→ Stated goal: Repeat the records from the line containing "point: white long-sleeve" through the end of the records, substituting "pin" for every "marker" and leaving everything else unchanged.

→ Input:
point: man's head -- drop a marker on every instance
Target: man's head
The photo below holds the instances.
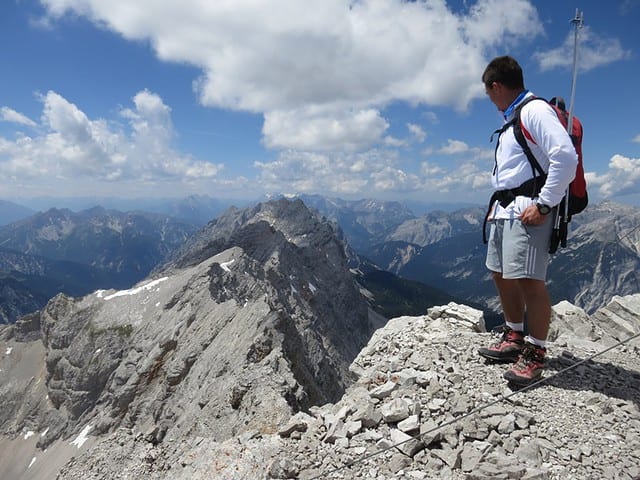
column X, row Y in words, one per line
column 503, row 81
column 559, row 102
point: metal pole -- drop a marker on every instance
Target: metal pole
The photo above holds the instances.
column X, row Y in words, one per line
column 578, row 23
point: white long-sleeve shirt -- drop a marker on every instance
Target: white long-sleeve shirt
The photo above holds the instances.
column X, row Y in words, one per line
column 551, row 146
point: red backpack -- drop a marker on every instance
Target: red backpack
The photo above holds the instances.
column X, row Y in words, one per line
column 578, row 198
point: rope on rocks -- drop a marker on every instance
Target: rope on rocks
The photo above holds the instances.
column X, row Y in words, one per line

→ Result for this task:
point: white long-sleeve shirt -- drop a pin on every instance
Target: white long-sleeve shirt
The photo above holds the instances.
column X, row Y in words, one per line
column 551, row 146
point: red backpack -- drop a pin on every instance
Target: red backpack
The photo above holds the instances.
column X, row Y in words, one per line
column 578, row 198
point: rope on rocks -- drop a pin on every instance
Target: rope on rocks
The photo above holds the instances.
column X, row Y in words, one per line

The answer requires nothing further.